Entries from a data collection
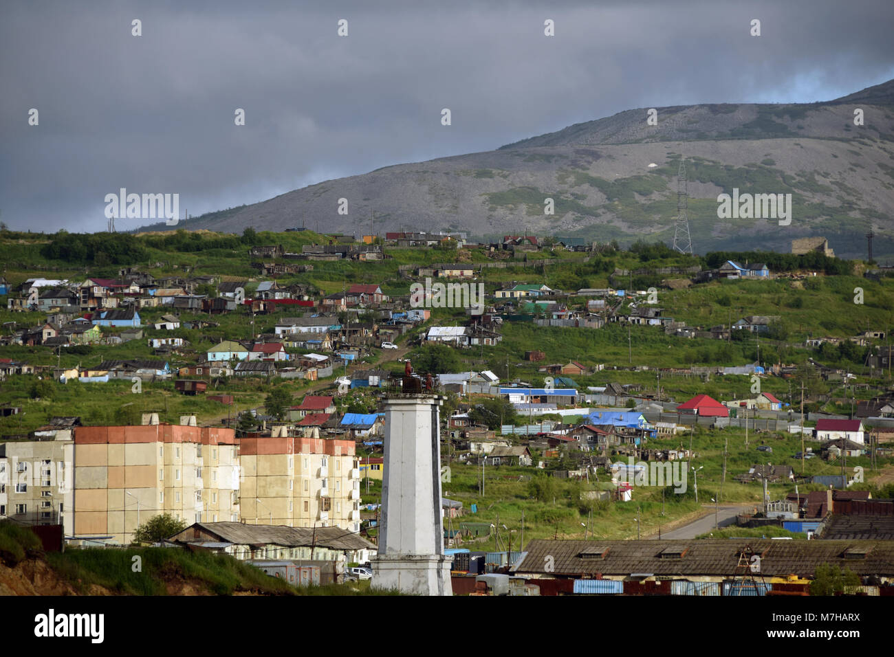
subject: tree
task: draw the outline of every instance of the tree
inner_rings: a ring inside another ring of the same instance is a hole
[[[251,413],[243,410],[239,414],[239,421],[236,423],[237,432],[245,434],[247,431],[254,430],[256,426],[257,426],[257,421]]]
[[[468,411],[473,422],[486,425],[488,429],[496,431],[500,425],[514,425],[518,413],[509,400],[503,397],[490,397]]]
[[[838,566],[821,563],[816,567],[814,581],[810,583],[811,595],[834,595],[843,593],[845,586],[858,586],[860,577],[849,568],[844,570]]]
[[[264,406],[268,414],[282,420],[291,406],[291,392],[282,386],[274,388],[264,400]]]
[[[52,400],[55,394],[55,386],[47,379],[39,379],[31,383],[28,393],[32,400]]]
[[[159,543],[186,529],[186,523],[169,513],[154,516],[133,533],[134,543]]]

---

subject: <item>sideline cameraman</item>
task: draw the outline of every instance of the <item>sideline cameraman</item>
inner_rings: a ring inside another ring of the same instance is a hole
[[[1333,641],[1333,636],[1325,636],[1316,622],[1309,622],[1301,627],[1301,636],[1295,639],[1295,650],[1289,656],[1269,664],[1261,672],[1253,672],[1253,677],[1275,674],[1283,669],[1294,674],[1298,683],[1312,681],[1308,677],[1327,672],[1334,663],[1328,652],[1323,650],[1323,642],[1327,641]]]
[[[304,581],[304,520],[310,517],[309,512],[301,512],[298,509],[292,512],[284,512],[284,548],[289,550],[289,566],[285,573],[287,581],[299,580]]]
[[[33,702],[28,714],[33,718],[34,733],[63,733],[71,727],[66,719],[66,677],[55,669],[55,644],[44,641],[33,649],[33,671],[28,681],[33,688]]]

==

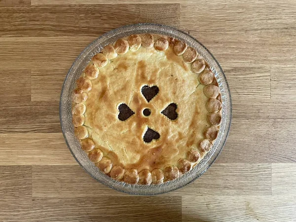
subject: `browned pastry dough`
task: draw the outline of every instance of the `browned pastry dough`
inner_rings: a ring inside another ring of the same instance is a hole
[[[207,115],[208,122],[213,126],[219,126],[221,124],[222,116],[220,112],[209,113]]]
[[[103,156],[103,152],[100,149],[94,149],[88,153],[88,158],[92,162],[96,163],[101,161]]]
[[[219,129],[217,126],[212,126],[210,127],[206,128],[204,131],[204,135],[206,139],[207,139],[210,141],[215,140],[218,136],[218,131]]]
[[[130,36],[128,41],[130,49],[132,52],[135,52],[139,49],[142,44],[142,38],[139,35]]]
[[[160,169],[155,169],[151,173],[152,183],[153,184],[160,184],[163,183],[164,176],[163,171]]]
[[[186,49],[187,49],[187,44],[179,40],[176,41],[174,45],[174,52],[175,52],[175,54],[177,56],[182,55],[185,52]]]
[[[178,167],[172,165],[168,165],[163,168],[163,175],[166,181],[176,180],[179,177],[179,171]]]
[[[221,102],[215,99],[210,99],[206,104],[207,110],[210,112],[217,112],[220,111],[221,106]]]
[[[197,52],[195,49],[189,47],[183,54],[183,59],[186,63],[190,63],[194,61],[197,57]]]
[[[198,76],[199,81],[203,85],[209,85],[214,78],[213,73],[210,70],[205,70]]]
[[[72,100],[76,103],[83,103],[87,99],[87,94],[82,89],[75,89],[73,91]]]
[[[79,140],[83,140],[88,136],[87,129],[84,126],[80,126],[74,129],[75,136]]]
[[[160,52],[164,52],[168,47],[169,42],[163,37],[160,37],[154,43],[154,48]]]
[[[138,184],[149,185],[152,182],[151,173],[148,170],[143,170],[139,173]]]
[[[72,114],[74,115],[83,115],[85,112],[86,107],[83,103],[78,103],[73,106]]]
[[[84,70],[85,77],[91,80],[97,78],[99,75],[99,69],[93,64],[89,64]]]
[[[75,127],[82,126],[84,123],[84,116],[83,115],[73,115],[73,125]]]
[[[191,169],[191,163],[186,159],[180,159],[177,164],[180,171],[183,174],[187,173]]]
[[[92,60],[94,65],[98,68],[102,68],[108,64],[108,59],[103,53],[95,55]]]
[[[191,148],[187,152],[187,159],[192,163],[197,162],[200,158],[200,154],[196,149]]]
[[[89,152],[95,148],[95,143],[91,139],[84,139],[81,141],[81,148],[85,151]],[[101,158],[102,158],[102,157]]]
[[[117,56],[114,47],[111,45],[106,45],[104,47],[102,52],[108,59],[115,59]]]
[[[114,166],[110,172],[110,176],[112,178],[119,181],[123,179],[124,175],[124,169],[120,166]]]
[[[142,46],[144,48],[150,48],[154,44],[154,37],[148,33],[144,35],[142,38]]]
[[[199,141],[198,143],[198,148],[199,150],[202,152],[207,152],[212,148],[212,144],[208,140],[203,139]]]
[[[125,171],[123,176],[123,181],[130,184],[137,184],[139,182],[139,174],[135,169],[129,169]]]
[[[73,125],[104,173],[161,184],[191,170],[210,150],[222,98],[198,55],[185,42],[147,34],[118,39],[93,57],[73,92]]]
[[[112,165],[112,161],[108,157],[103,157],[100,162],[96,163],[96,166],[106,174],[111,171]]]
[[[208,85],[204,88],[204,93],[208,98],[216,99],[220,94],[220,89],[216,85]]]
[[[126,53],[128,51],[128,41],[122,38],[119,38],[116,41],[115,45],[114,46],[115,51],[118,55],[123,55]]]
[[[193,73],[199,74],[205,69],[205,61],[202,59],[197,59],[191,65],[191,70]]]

SHORT PROBLEM:
Pull out every line in the entries above that contains the string "browned", and copy each one in full.

RESPONSE TO THIS TASK:
subject: `browned pastry dough`
task: draw the outline of every instance of the `browned pastry dough`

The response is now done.